Saved entries>
++++++++

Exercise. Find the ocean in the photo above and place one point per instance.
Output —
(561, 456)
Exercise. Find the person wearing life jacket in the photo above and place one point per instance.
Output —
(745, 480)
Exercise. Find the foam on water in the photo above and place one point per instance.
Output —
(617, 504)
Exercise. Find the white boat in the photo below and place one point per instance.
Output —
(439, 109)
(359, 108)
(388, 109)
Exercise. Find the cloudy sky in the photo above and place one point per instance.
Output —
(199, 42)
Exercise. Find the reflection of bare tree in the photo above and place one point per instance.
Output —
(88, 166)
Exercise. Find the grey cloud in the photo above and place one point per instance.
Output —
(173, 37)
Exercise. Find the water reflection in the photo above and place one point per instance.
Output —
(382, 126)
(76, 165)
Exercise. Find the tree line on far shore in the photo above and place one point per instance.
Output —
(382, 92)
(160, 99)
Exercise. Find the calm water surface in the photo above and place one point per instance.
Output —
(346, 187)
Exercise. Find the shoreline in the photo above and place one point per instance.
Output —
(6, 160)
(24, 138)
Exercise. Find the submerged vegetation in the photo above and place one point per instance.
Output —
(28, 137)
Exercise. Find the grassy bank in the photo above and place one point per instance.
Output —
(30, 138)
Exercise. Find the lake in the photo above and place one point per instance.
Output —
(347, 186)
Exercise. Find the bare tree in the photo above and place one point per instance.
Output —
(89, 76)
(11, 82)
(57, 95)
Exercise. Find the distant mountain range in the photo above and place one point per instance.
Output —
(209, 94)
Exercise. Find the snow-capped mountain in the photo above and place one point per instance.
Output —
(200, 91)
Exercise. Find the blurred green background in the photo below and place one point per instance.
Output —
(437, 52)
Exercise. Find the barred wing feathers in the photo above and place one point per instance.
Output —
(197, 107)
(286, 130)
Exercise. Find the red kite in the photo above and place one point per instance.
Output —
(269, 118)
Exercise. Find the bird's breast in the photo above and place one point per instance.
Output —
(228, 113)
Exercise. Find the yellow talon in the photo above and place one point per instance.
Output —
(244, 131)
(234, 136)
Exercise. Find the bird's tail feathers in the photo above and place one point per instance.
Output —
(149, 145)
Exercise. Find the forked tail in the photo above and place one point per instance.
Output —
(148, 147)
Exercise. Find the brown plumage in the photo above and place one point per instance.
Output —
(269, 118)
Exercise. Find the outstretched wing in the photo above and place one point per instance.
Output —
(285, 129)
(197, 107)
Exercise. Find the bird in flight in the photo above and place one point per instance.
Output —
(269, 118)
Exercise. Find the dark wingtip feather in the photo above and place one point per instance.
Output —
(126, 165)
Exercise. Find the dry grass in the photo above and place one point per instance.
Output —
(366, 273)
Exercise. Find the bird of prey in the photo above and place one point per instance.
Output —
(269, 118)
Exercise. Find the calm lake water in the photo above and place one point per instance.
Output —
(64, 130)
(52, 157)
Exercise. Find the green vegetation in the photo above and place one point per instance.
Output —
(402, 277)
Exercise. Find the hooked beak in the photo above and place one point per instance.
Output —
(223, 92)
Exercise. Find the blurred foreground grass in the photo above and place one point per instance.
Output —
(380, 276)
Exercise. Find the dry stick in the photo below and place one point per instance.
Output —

++++++++

REQUIREMENT> Each line above needs to be written out again exactly.

RESULT>
Exercise. Find the ocean in the photo above and place one point per instance.
Output —
(561, 456)
Exercise. Find the person wearing life jacket in the photo above and place one point per instance.
Output —
(745, 480)
Exercise. Find the foam on water in the photo above and place one point per instance.
Output —
(617, 504)
Exercise. Find the white boat in the photo below and place one point per instance.
Output —
(439, 109)
(359, 108)
(388, 109)
Exercise. Find the cloudy sky in the photo above and place one point per instance.
Output —
(199, 42)
Exercise. Find the reflection of bare tree in the photo above and place one point per instance.
Output —
(88, 166)
Exercise. Find the grey cloud in the photo above and place one point per instance.
Output —
(173, 37)
Exercise. Find the water reflection in the photo above and place one point per instance.
Output —
(382, 126)
(76, 165)
Exercise. Find the tree line on far shore in the photo above and place one point per instance.
Output —
(382, 92)
(160, 99)
Exercise. Find the calm water surface in the photo above and place one point per instance.
Output —
(346, 187)
Exercise. Find the shoreline in the photo above and place one point per instance.
Output —
(6, 160)
(24, 138)
Exercise. Find the submerged vegetation in the photo above and place one point per instance.
Output —
(28, 137)
Exercise. Find the grassy bank in the photo above and place one point per instance.
Output —
(30, 138)
Exercise. Find the lake in the photo above and place one point per instance.
Output —
(347, 186)
Exercise. Find the bare tree in the photo above and place one point per instance.
Output —
(89, 76)
(11, 82)
(57, 95)
Exercise. Find the distant mountain range in the photo above and place one point per instance.
Output —
(209, 94)
Exercise. Find the snow-capped mountain in the photo above and place one point per instance.
Output —
(200, 91)
Exercise. Find the blurred green background in the photo below and place one point per instance.
Output —
(437, 52)
Exercise. Find the barred wing feathers in the photo above and place one point per instance.
Output —
(197, 107)
(286, 130)
Exercise. Find the red kite in the photo above and place one point per instance.
Output —
(269, 118)
Exercise. Find the bird's breast in the photo above and place one point per instance.
Output —
(228, 113)
Exercise. Find the yellow talon in the photo above and place one point per instance.
Output —
(244, 131)
(234, 136)
Exercise. Find the bird's tail feathers in the photo above and place one point per instance.
Output —
(149, 145)
Exercise. Find the forked tail in the photo above and place one point per instance.
Output —
(148, 147)
Exercise. Find the brown plumage in the photo above and place one point per instance.
Output —
(269, 118)
Exercise. Find the outstretched wing in the photo above and place one point per instance.
Output —
(285, 129)
(197, 107)
Exercise. Find the bird in flight in the photo above and place one point per instance.
Output —
(269, 118)
Exercise. Find the dark wingtip feather in the photo above and place one point per instance.
Output —
(126, 165)
Exercise. Find the dry grass in the photo above and place one point per instance.
Output —
(366, 273)
Exercise. Find the bird of prey in the photo above and place one point per instance.
Output —
(269, 118)
Exercise. Find the calm lake water in the photo above and place one point per instance.
Output —
(64, 130)
(52, 157)
Exercise. Find the green vegetation in the photo above and place one point per instance.
Output —
(402, 277)
Exercise. Find the hooked beak in the photo above and place one point per instance.
Output —
(223, 92)
Exercise. Find the blurred foreground grass in the photo above and place one point per instance.
Output —
(380, 276)
Exercise. Find the dry stick in the photo below and place one point per instance.
Output —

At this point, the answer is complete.